- Tu tarea -
Copia, por favor, íntegro y sin ningún cambio el texto sobre Foucault y el poder que aparece más abajo.

Las diferencias son definitivas. ¿Saben por qué Foucault demora tanto en oponerle algo al poder que tan exhaustivamente desarrolló? Porque, siguiendo a Heidegger y a Nietzsche, eliminó al sujeto de la historia. Michel, el poder lo ejercen los hombres. Y las contraconductas, las resistencias también. Los hombres y las multitudes hambrientas, aunque sean ametralladas sin piedad, dejan su testimonio. Duele, porque se perdió una batalla. Pero habrá otra. Alguna vez triunfarán las masas de las manos vacías que te conmovieron en Irán. Y si no, habrán testimoniado al menos por la dignidad del hombre: luchar contra el poder. Tener la dignidad de no entregarse como corderos. O de amargarle un poco la fiesta a los poderosos.

- Ítems proporcionados -

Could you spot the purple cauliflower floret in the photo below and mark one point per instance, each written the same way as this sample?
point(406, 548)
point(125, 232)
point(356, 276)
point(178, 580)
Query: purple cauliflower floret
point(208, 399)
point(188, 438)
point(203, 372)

- Espacio de respuesta -
Las diferencias son definitivas. ¿Saben por qué Foucault demora tanto en oponerle algo al poder que tan exhaustivamente desarrolló? Porque, siguiendo a Heidegger y a Nietzsche, eliminó al sujeto de la historia. Michel, el poder lo ejercen los hombres. Y las contraconductas, las resistencias también. Los hombres y las multitudes hambrientas, aunque sean ametralladas sin piedad, dejan su testimonio. Duele, porque se perdió una batalla. Pero habrá otra. Alguna vez triunfarán las masas de las manos vacías que te conmovieron en Irán. Y si no, habrán testimoniado al menos por la dignidad del hombre: luchar contra el poder. Tener la dignidad de no entregarse como corderos. O de amargarle un poco la fiesta a los poderosos.